AIM
Return each of the following lines verbatim, with every character unchanged.

start INPUT RECORDS

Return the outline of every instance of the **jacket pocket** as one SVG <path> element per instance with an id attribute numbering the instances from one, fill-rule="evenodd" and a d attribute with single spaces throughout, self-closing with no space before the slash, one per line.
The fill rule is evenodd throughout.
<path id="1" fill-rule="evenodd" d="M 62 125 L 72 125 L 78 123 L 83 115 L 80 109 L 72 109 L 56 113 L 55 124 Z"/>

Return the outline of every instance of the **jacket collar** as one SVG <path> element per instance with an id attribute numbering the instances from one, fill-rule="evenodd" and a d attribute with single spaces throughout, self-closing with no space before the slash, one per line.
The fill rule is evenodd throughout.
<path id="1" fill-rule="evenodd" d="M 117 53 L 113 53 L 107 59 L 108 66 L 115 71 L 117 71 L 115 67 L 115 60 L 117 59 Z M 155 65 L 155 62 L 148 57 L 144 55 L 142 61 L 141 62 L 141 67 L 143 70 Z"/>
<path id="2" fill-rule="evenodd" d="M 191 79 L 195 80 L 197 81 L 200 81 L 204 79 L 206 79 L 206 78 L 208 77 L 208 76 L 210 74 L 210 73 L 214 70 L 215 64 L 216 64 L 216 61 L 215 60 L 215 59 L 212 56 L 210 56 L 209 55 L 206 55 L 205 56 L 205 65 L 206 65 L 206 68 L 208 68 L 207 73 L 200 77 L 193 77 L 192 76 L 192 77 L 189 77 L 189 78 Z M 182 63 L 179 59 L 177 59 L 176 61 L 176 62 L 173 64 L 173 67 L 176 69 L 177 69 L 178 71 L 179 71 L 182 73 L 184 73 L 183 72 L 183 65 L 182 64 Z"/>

end INPUT RECORDS

RESULT FOR THIS TASK
Return the outline of every instance of the **jacket pocket** as one SVG <path> element per instance with an id attribute numbering the instances from one, fill-rule="evenodd" and a d attribute with single spaces throughout, self-closing with no space before the slash, one per line.
The fill rule is evenodd throughout.
<path id="1" fill-rule="evenodd" d="M 62 125 L 72 125 L 78 123 L 83 115 L 80 109 L 72 109 L 56 113 L 55 124 Z"/>

Return the outline of every instance of the **jacket collar** as one SVG <path> element per instance with an id attribute numbering the instances from one, fill-rule="evenodd" and a d attribute with single spaces throughout, self-closing with no space before the slash, one per line.
The fill rule is evenodd throughout.
<path id="1" fill-rule="evenodd" d="M 117 53 L 113 53 L 107 59 L 108 66 L 115 71 L 117 71 L 115 67 L 115 60 L 117 59 Z M 155 65 L 155 62 L 148 57 L 144 55 L 142 61 L 141 62 L 141 67 L 143 70 Z"/>
<path id="2" fill-rule="evenodd" d="M 191 79 L 195 80 L 197 81 L 200 81 L 204 79 L 206 79 L 206 78 L 208 77 L 208 76 L 210 74 L 210 73 L 214 70 L 215 64 L 216 64 L 216 61 L 215 60 L 215 59 L 212 56 L 210 56 L 209 55 L 206 55 L 205 56 L 205 65 L 206 65 L 206 68 L 208 68 L 207 73 L 200 77 L 193 77 L 192 76 L 192 77 L 189 77 L 189 78 Z M 182 63 L 179 59 L 177 59 L 176 61 L 176 62 L 173 64 L 173 67 L 176 69 L 177 69 L 178 71 L 179 71 L 182 73 L 184 73 L 183 72 L 183 65 L 182 64 Z"/>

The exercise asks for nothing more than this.